__Activities__.
**a)** Which software does the methanol synthesis abstract name for modifying the catalyst kinetics?
**b)** Please restate the paragraph of the methanol synthesis abstract that begins "This research focuses on" as a short list that keeps its main facts.

__Source document__.

● ● ●

Abstract

Meeting the ever-increasing energy demands while adhering to strict environmental regulations remains a significant global challenge. Methanol (CH3OH) is a significant sustainable chemical feedstock resulting from thermo-catalytic CO2 hydrogenation through heterogeneous catalysis. It serves as a vital fuel for internal combustion engines and fuel cells while also serving as a foundational molecule for the synthesis of various chemicals and sustainable fuels such as Dimethyl ether and biodiesel. The catalytic synthesis of methanol from CO2 typically requires high temperatures due to the high molecular stability of CO2. However, although higher temperatures facilitate the activation of CO2, a significant increase in the unwanted formation of CO through the reverse water-gas shift (RWGS) reaction is enhanced as well, thereby reducing the selectivity of methanol.
This research focuses on the synthesis of methanol from syngas, with specific emphasis on the catalyst type and the associated reaction kinetics and thermodynamics. It explores a novel catalyst, Cu/CeO2/ZrO2 that exhibits superior performance in terms of methanol yield and selectivity in addition to a delayed crossover temperature, the temperature beyond which the selectivity of CO is higher than that of methanol, when compared to the commercial catalyst Cu/ZnO/Al2O3. A distinctive aspect of this study is the modification of catalyst kinetics through a set of sensitivity analysis and design specs performed in the ASPEN PLUS V.12 software to align with documented lab and experimental results. This is followed by a scale-up of the chemical process to evaluate the catalyst's performance on an industrial level in comparison to the commercial catalyst currently in use, where the Cu/CeO2/ZrO2 catalyst prevailed as well in terms of methanol yield and selectivity.

● ● ●

__Given entries__.
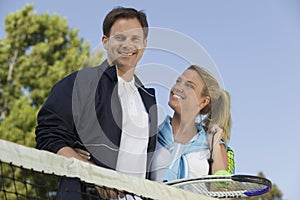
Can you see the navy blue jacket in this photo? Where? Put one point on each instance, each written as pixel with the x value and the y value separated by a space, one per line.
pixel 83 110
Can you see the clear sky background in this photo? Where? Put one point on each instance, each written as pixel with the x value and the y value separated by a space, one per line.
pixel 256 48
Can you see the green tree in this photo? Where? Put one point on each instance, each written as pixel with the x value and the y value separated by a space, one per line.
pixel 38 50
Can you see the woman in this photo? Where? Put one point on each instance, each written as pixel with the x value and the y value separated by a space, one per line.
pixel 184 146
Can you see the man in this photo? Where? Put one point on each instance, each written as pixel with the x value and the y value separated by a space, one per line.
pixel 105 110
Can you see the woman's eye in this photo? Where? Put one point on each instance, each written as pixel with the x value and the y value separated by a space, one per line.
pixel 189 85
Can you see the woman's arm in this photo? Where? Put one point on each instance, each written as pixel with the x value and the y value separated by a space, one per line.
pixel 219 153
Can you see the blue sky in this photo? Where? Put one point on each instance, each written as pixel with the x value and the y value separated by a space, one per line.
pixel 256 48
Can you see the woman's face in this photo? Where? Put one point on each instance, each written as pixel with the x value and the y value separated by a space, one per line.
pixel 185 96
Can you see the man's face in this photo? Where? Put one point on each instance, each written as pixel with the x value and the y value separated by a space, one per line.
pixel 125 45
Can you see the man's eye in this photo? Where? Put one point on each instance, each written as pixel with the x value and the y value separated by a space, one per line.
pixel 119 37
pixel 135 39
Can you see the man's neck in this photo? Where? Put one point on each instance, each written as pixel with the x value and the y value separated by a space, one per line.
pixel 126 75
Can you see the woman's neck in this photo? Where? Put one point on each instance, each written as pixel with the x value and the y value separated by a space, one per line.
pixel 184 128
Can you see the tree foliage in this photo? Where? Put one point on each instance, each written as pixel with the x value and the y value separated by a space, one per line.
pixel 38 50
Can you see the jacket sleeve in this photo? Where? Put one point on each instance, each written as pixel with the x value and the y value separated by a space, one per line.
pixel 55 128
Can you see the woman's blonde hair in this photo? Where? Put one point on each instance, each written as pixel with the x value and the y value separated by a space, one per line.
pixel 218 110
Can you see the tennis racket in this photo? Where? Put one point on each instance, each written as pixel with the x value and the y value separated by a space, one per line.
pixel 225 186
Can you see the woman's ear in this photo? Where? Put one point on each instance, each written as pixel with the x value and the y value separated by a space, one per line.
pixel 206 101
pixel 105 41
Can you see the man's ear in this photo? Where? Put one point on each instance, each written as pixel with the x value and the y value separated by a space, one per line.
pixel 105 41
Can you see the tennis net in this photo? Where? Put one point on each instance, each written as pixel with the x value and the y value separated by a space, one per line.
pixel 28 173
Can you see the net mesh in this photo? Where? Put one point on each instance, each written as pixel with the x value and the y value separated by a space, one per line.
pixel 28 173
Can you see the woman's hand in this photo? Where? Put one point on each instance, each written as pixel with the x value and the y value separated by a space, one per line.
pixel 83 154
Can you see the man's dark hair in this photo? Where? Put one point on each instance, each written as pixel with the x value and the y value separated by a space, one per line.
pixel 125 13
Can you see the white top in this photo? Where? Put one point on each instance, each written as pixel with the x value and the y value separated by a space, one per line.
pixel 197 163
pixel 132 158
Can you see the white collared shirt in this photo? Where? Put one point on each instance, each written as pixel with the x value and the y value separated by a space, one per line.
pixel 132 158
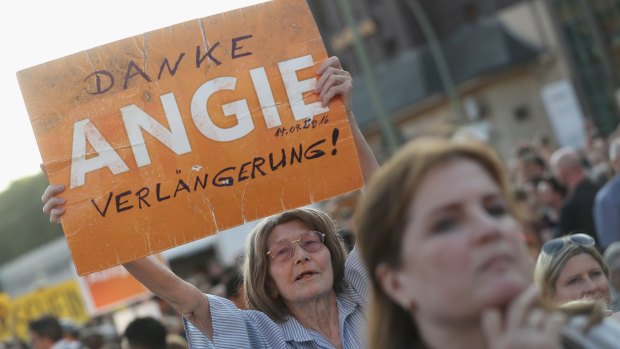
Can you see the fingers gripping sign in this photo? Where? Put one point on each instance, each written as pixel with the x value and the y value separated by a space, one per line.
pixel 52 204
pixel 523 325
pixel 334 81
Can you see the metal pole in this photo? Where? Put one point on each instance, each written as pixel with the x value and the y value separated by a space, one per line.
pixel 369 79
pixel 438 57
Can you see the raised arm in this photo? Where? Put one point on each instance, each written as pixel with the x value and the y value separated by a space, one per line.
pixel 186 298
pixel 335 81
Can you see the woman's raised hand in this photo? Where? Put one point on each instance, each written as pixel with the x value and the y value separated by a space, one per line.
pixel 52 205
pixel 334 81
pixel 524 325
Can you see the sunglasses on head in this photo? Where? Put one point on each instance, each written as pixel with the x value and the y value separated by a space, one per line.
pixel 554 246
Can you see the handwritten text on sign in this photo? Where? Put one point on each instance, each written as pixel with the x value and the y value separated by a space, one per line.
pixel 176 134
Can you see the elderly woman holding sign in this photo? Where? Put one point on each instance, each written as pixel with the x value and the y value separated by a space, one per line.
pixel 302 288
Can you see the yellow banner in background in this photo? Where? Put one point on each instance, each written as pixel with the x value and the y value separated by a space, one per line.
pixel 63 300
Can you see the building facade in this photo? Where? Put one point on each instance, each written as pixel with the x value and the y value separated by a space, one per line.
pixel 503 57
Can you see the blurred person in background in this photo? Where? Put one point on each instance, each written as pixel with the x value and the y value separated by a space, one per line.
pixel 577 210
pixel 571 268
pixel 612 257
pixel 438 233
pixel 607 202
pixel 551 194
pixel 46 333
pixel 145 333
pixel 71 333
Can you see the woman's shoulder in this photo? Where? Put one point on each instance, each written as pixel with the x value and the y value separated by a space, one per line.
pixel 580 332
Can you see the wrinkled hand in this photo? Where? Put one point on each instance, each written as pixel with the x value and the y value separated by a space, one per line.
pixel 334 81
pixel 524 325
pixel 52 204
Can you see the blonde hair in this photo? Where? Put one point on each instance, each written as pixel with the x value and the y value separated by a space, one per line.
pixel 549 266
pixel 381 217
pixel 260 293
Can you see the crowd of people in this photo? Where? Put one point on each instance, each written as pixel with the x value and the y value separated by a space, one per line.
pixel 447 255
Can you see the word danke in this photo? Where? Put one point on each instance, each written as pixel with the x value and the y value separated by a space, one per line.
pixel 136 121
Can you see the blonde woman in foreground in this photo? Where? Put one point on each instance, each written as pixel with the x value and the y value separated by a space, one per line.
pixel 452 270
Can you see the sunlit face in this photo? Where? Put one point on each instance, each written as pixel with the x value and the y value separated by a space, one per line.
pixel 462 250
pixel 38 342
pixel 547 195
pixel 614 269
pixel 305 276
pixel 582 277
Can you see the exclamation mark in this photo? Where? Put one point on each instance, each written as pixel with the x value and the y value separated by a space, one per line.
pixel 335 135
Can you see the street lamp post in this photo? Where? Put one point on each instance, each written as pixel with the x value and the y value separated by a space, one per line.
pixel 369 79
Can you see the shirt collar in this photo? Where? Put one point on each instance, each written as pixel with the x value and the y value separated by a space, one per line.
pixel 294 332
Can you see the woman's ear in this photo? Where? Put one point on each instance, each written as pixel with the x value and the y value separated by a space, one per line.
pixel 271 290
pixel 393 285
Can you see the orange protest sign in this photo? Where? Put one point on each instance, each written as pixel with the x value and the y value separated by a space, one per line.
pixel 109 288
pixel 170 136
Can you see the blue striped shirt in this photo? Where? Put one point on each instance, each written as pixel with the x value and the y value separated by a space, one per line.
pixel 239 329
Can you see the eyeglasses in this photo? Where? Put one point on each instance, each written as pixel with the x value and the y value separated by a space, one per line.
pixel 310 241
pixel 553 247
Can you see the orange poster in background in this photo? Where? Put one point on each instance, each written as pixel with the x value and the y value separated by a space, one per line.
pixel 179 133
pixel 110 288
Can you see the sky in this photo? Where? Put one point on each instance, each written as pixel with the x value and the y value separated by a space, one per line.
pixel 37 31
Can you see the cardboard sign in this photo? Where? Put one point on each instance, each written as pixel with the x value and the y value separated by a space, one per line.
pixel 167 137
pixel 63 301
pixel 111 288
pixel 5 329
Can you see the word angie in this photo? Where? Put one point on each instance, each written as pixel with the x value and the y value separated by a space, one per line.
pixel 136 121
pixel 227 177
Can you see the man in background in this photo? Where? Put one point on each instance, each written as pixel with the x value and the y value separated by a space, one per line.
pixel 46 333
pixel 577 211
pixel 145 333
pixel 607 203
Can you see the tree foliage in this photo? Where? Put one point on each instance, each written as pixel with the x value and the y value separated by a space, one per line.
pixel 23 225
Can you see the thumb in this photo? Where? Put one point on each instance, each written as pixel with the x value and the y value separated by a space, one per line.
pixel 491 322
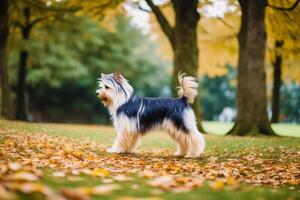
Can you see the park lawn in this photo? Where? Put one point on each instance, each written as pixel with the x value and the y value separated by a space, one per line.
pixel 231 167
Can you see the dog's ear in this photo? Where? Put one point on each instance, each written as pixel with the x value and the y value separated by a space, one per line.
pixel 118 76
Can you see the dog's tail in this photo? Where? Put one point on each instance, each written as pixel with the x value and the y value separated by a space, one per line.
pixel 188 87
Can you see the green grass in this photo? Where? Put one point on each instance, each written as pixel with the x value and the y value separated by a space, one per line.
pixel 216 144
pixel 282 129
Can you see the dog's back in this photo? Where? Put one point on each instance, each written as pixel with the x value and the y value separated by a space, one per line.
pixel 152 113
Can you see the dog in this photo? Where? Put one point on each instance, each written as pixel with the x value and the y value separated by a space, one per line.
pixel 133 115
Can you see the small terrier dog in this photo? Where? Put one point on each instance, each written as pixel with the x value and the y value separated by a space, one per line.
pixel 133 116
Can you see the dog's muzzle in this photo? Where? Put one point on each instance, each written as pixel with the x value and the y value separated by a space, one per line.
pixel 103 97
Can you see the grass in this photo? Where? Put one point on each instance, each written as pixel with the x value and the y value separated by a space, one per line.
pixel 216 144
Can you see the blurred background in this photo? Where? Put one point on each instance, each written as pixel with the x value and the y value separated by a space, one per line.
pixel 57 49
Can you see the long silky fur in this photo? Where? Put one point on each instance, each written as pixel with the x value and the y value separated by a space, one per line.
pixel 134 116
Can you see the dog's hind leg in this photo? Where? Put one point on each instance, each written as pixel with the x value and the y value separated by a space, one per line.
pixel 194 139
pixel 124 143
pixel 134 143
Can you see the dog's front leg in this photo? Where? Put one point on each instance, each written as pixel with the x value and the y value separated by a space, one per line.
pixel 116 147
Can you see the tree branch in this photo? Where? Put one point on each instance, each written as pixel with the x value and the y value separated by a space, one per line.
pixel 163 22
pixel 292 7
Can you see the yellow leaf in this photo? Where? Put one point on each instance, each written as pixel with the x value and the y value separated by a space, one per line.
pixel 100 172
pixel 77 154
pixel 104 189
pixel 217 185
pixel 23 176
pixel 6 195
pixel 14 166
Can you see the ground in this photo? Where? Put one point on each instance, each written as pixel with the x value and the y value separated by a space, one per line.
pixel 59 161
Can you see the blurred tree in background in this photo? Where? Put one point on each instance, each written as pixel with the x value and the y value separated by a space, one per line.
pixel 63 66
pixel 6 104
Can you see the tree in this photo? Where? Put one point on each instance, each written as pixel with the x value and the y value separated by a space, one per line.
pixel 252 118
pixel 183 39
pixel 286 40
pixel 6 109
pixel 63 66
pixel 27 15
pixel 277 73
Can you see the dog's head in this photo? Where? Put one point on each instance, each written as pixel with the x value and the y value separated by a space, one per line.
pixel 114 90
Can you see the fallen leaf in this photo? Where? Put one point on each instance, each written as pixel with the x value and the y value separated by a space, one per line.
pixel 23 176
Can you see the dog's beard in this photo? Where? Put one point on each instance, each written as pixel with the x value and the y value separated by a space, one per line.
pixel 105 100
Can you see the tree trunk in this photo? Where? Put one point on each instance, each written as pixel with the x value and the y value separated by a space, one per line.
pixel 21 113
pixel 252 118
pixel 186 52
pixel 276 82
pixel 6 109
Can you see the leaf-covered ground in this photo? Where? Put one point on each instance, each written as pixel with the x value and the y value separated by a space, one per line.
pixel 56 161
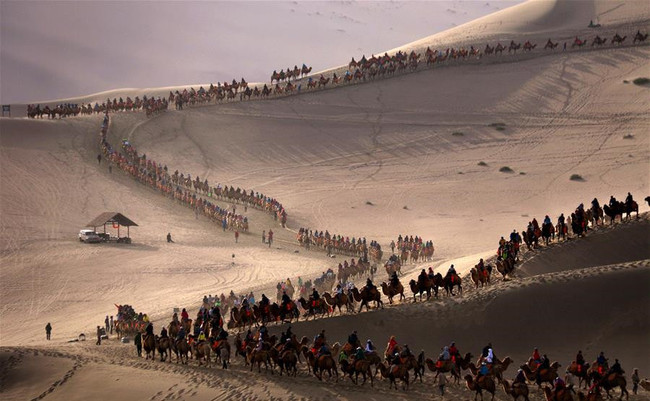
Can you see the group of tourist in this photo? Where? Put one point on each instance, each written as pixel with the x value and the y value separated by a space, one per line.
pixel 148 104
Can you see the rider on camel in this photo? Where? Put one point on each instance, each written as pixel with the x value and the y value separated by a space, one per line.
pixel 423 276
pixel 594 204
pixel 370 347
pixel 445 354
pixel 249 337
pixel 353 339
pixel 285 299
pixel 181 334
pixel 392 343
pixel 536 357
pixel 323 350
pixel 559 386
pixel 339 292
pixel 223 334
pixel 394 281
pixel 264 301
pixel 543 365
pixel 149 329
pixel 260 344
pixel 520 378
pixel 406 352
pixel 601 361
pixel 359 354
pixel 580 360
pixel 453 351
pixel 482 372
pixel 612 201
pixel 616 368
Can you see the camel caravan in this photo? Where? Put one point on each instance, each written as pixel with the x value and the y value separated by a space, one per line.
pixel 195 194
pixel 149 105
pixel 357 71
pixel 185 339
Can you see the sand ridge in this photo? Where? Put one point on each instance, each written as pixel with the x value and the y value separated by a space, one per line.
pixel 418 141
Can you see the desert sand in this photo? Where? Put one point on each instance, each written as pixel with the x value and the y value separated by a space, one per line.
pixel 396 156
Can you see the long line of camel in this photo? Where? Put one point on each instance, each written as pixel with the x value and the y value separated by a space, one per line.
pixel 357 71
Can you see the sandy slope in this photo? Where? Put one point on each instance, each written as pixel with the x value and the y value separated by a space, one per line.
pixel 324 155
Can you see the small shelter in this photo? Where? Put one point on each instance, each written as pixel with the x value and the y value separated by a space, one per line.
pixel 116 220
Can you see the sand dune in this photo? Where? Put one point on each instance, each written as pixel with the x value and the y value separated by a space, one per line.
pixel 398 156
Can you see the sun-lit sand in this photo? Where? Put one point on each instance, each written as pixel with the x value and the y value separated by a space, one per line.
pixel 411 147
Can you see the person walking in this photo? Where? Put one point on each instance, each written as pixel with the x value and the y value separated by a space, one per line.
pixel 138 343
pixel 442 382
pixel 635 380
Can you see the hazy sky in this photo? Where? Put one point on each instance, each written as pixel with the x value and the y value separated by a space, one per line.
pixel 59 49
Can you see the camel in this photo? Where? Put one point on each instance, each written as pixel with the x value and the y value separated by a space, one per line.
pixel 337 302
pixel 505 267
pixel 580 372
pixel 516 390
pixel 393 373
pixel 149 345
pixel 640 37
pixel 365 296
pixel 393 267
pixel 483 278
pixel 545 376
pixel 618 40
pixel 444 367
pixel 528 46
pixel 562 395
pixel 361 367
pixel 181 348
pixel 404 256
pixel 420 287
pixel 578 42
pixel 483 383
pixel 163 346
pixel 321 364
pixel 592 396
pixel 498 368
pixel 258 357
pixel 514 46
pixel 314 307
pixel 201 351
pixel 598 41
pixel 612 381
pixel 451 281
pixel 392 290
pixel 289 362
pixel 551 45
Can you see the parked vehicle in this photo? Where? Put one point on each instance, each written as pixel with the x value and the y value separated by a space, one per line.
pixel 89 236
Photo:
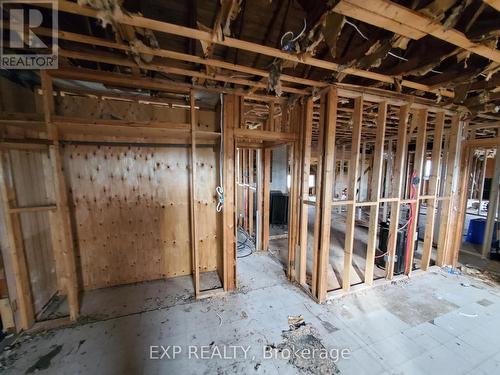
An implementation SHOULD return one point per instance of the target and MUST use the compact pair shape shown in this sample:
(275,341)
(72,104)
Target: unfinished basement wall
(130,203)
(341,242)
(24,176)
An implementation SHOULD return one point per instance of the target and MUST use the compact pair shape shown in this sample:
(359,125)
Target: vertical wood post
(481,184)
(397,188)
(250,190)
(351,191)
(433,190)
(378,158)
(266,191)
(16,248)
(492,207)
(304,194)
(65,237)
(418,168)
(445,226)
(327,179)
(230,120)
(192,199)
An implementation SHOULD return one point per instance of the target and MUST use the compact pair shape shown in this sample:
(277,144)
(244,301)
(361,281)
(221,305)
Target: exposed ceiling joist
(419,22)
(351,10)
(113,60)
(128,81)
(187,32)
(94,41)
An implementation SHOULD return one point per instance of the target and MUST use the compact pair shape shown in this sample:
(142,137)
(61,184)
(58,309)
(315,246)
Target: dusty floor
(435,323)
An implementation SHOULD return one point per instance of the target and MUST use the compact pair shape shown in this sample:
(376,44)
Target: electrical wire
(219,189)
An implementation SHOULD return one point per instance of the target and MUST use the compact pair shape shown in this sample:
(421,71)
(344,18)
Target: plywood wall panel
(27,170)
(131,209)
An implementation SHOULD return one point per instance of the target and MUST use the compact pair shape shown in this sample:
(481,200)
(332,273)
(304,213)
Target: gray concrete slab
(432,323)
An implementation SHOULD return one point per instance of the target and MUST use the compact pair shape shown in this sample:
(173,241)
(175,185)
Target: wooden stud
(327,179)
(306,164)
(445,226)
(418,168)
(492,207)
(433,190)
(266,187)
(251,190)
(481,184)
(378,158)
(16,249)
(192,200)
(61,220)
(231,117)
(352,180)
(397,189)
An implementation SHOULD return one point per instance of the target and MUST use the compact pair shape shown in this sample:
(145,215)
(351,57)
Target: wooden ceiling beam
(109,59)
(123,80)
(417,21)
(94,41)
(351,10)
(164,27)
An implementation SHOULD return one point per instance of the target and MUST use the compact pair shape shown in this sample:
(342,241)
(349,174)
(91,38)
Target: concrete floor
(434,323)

● ● ●

__Task-by-task outputs__.
**a)** ASPEN PLUS V.12

**b)**
- Subject: methanol synthesis from syngas, focusing on catalyst type, reaction kinetics and thermodynamics.
- Catalyst studied: the novel Cu/CeO2/ZrO2, compared with the commercial Cu/ZnO/Al2O3.
- Advantages: higher methanol yield and selectivity, plus a delayed crossover temperature (the point above which CO selectivity exceeds methanol selectivity).
- Method: catalyst kinetics adjusted through sensitivity analyses and design specs in ASPEN PLUS V.12 to match documented lab and experimental results.
- Scale-up: the process was scaled to an industrial level, where Cu/CeO2/ZrO2 again outperformed the commercial catalyst in methanol yield and selectivity.